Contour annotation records
++++++

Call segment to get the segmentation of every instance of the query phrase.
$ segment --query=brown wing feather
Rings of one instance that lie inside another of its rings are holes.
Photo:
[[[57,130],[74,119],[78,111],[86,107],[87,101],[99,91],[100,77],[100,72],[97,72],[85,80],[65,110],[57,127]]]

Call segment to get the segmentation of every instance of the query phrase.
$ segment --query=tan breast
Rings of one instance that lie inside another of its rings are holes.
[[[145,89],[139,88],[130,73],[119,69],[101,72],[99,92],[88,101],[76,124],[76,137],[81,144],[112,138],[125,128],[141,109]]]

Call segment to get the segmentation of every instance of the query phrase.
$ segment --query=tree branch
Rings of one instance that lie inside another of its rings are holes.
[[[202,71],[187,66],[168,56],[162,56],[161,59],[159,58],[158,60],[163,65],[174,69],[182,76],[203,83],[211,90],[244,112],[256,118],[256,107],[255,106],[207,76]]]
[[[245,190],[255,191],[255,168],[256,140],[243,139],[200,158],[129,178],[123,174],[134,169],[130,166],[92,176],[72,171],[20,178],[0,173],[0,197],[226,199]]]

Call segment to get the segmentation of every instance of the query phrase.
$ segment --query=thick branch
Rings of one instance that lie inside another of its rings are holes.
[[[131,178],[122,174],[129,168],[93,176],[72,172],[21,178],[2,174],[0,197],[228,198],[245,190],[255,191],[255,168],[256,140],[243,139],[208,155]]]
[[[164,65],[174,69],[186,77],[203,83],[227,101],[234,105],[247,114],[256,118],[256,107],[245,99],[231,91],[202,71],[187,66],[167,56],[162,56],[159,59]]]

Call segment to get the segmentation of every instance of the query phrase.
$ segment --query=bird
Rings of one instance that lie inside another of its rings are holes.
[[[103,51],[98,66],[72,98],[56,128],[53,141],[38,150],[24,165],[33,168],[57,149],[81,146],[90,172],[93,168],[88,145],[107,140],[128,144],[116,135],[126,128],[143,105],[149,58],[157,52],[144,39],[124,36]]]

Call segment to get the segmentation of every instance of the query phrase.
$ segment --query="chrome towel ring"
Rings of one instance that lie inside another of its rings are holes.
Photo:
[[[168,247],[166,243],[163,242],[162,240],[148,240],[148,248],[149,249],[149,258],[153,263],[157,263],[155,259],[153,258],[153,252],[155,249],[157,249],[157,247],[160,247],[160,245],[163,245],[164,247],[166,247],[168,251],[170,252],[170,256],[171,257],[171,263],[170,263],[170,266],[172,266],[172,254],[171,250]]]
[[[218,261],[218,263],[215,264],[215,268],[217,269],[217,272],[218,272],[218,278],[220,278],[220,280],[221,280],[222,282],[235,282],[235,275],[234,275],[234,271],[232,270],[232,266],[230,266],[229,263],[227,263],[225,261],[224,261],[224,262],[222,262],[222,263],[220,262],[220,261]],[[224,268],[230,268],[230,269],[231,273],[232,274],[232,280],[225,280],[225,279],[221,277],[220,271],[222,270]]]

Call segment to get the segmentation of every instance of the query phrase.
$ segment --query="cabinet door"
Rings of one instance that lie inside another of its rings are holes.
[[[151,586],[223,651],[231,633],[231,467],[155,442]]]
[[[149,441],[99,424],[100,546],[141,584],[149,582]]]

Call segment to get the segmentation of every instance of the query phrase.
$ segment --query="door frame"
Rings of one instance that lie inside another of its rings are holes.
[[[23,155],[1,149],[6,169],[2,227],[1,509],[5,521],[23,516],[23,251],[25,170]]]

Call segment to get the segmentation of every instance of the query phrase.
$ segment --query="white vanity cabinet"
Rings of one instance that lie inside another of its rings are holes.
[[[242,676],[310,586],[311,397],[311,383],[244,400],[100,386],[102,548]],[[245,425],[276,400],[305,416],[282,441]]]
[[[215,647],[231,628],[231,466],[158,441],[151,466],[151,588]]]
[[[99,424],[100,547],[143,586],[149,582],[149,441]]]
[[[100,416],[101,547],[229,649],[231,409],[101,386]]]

++++++

Return the entries above exactly, each one complete.

Call segment to get the segmentation of every instance of the query phrase.
$ segment --query=brown wing feather
Rings of one instance that lie inside another of its rings are holes.
Photo:
[[[57,130],[74,119],[78,111],[86,107],[87,101],[99,91],[100,77],[100,72],[97,72],[85,80],[65,110],[57,127]]]

Call segment to get the segmentation of every instance of the query phrase.
$ segment --query=tan breast
Rings of one instance that lie inside another of its rings are holes.
[[[145,89],[139,88],[130,73],[119,69],[101,72],[99,92],[88,101],[76,124],[76,137],[81,144],[112,138],[125,128],[141,109]]]

Call segment to get the segmentation of every instance of the query phrase.
$ segment --query=tree branch
Rings of one instance that lie inside another of its rings are holes.
[[[202,71],[187,66],[168,56],[162,56],[161,59],[159,58],[158,60],[163,65],[174,69],[182,76],[203,83],[211,90],[244,112],[256,118],[256,107],[255,106],[207,76]]]
[[[245,190],[255,191],[255,168],[256,140],[243,139],[200,158],[129,178],[123,174],[134,169],[130,166],[92,176],[72,171],[20,178],[0,173],[0,197],[226,199]]]

Call segment to get the segmentation of every instance of the query phrase.
$ segment --query=thick branch
Rings of one instance that lie inside another of its rings are holes.
[[[131,178],[122,174],[129,168],[93,176],[72,172],[21,178],[2,174],[0,197],[228,198],[245,190],[255,191],[255,168],[256,140],[243,139],[208,155]]]
[[[164,65],[174,69],[186,77],[203,83],[227,101],[234,105],[247,114],[256,118],[256,107],[245,99],[231,91],[202,71],[187,66],[167,56],[162,56],[159,59]]]

Call segment to get the segmentation of every instance of the query phrase.
$ segment --query=bird
Rings of one instance that lie inside another of its rings are holes.
[[[103,51],[98,66],[72,98],[56,128],[53,141],[38,150],[24,165],[33,168],[57,149],[81,146],[90,172],[93,168],[88,145],[107,140],[128,144],[116,135],[126,128],[143,105],[149,58],[157,52],[144,39],[124,36]]]

Call segment to get the segmentation of every instance of the query phrase.
$ segment --query="chrome towel ring"
Rings of one instance that lie inside another of its rings are holes.
Photo:
[[[168,247],[166,243],[163,242],[162,240],[148,240],[148,248],[149,249],[149,258],[153,263],[157,263],[155,259],[153,258],[153,252],[155,249],[157,249],[157,247],[160,247],[160,245],[163,245],[164,247],[166,247],[168,251],[170,252],[170,256],[171,257],[171,263],[170,263],[170,266],[172,266],[172,254],[171,250]]]
[[[218,261],[218,263],[215,264],[215,268],[217,269],[217,272],[218,272],[218,278],[220,278],[220,280],[221,280],[222,282],[235,282],[235,275],[234,275],[234,271],[232,270],[232,266],[230,266],[229,263],[227,263],[225,261],[224,261],[224,262],[222,262],[222,263],[220,262],[220,261]],[[224,268],[230,268],[230,269],[231,273],[232,274],[232,280],[225,280],[225,279],[221,277],[220,271],[222,270]]]

Call segment to get the segmentation of every instance of the query phrase.
$ segment --query="cabinet door"
Rings of one instance that lie inside another of its rings are holes.
[[[151,586],[223,651],[231,633],[231,467],[155,442]]]
[[[149,441],[99,424],[100,546],[141,584],[149,582]]]

Call segment to get the segmentation of every instance of the query phrase.
$ segment --query="door frame"
Rings of one instance that lie inside another of its rings are holes.
[[[23,155],[1,149],[6,169],[2,227],[1,509],[5,521],[23,516],[23,251],[25,170]]]

Call segment to get the segmentation of every instance of the query phrase.
$ segment --query="white vanity cabinet"
Rings of one instance that lie inside another of its rings are holes.
[[[242,676],[310,586],[311,397],[311,383],[244,400],[100,386],[102,548]],[[245,425],[276,400],[305,416],[282,441]]]
[[[215,647],[231,628],[231,466],[158,441],[151,466],[151,588]]]
[[[99,424],[100,547],[143,586],[149,582],[149,441]]]
[[[100,416],[101,547],[229,649],[231,409],[101,386]]]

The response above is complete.